**Document extract**.
★ ★ ★

Hacking Process Involves Both Physical & Remote Execution
According to cybersecurity experts and intelligence officers, hackers generally target easily accessible ATMs that have lax security.
They act as if they are technicians and once they reach the machine, they physically open it and plant a hard disk after disconnecting the machine’s disk.
This is where the remote controlling takes over and the malware is deployed to instruct the ATM to dispense the cash. Once they collect the cash in a bag, they quickly remove their hard disk and vanish.
The malware being used by these hacking teams has been referred to as Ploutus-D.
This is how the thefts have been taking place, whether it is in Taiwan, Mexico, Europe or Asia. In the first such incidence recently reported from Wyoming in the U.S. and the subsequent cases in other cities, very similar modus operandi had been employed.
U.S. Secret Service Issues Warnings
The Secret Service in the United States has already issued warnings to banks and other financial institutions that operate over 400,000 ATMs across the country that their cash vending machines could be running the risk of being hacked. Officials advised them to take suitable action.
The warning appears to have specified the “jackpotting” hacking attack.
Is the Hacking Machine-Specific?
The hacking teams appear to be targeting older generation ATMs made by Diebold Nixdorf. The reason could be that these machines are easier to open and access for replacing the hard disk with the mirror disk that they are carrying, whereas the newer models don’t permit such easy manipulation.
However, other experts contend that Ploutus-D can be suitably rewritten to attack practically any make or model of ATM anywhere in the world.

★ ★ ★

**Listed entries**.

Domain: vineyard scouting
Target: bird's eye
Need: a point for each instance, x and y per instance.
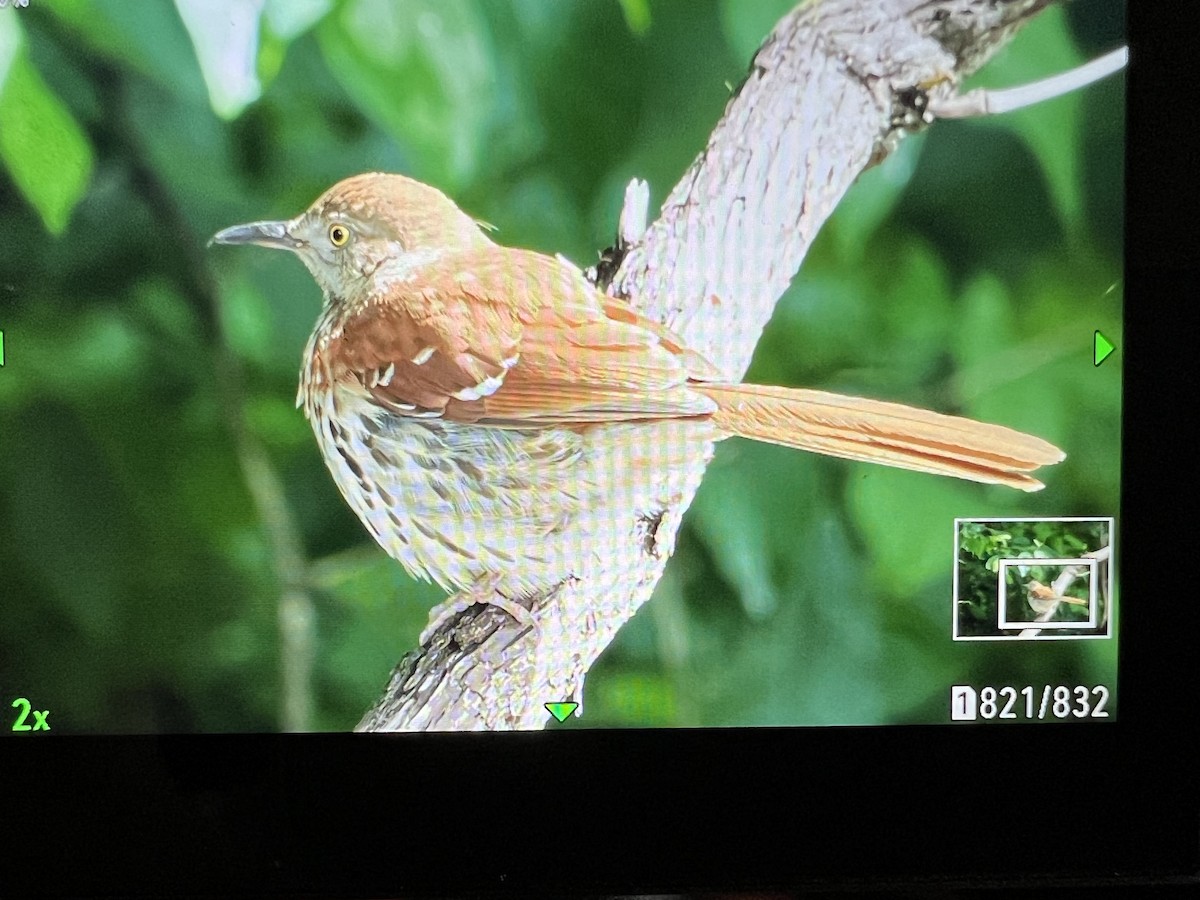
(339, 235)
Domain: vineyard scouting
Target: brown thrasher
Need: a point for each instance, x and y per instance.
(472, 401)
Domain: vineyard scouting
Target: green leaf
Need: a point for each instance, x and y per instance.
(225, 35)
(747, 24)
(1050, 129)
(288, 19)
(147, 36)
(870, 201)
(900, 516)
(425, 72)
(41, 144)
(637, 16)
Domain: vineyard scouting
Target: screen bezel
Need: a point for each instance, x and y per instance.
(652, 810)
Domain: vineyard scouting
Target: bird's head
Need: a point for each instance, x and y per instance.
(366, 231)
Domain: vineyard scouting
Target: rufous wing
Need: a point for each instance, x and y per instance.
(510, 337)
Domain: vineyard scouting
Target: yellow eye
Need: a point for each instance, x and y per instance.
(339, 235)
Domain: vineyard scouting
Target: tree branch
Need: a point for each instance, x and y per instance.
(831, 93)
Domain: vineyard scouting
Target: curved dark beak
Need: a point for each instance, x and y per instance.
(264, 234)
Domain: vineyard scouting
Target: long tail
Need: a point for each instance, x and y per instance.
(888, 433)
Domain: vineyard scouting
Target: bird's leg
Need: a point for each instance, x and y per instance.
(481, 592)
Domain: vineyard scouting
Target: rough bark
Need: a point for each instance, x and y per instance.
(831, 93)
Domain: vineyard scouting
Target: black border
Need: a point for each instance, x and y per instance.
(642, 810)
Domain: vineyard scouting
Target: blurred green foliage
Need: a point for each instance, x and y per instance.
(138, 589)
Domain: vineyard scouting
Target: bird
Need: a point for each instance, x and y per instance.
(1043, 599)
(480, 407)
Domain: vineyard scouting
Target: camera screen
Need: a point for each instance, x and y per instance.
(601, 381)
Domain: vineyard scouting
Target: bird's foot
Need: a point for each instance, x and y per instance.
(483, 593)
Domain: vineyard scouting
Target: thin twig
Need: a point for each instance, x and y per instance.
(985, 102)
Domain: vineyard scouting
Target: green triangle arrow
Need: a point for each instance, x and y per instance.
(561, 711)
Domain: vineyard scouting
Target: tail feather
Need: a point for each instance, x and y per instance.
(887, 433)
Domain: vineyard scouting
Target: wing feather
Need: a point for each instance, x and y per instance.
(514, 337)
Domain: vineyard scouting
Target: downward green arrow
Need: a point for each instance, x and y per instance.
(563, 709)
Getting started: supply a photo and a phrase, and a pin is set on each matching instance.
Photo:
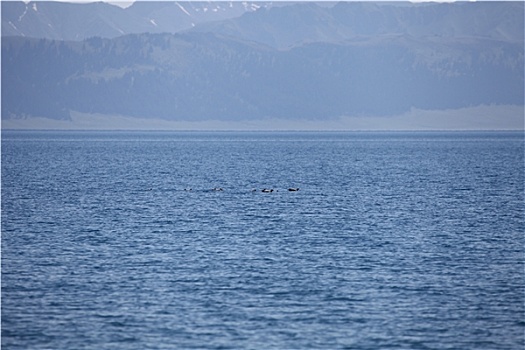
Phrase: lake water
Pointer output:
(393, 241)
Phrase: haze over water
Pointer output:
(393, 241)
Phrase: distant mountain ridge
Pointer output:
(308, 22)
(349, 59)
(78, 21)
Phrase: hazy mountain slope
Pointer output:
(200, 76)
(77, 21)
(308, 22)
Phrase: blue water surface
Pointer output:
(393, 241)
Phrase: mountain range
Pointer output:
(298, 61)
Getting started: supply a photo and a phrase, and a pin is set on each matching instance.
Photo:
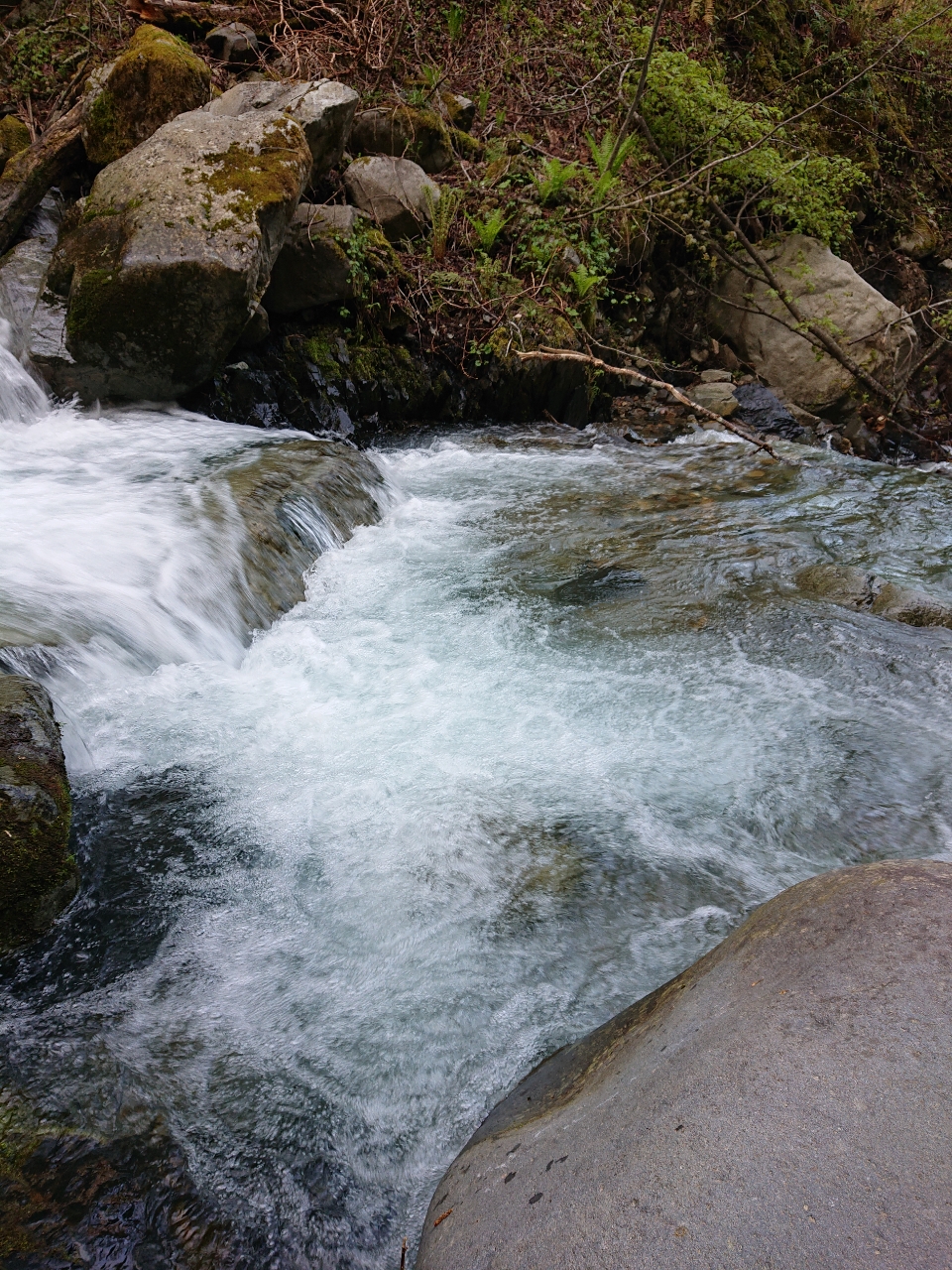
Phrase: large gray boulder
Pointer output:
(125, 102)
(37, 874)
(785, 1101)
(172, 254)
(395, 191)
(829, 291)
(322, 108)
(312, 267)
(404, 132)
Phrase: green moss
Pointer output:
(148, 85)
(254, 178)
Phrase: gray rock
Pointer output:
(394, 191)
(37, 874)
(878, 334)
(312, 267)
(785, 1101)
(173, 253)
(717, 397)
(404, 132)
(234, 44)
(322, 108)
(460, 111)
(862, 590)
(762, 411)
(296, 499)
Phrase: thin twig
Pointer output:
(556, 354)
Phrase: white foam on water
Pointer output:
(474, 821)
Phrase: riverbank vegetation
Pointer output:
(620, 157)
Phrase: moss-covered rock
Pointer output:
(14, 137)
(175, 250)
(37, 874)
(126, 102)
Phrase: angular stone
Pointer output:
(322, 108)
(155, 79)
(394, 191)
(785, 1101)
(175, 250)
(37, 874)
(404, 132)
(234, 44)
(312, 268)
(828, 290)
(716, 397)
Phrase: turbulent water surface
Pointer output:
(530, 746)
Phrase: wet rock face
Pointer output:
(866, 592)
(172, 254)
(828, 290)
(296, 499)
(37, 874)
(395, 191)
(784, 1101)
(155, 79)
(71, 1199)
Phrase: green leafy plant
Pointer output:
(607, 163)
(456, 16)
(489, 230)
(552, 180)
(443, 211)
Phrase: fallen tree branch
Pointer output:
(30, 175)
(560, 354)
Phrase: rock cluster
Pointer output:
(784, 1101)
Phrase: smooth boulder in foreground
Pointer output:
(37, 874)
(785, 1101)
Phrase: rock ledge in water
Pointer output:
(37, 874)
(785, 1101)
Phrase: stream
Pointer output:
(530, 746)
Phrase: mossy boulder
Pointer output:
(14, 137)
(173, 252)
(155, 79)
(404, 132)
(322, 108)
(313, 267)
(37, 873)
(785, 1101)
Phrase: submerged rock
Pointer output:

★ ★ ★

**Problems and tasks**.
- a) What name has been given to the malware used by the hacking teams, according to the ATM hacking article?
- b) Which locations does the ATM hacking article name as places where the thefts have taken place? List every one.
- c) Reproduce the ATM hacking article verbatim from "The malware being" up to and including "had been employed.".

**Task-by-task results**.
- a) Ploutus-D.

- b) Taiwan, Mexico, Europe, Asia, and Wyoming in the U.S.

- c)
The malware being used by these hacking teams has been referred to as Ploutus-D.
This is how the thefts have been taking place, whether it is in Taiwan, Mexico, Europe or Asia. In the first such incidence recently reported from Wyoming in the U.S. and the subsequent cases in other cities, very similar modus operandi had been employed.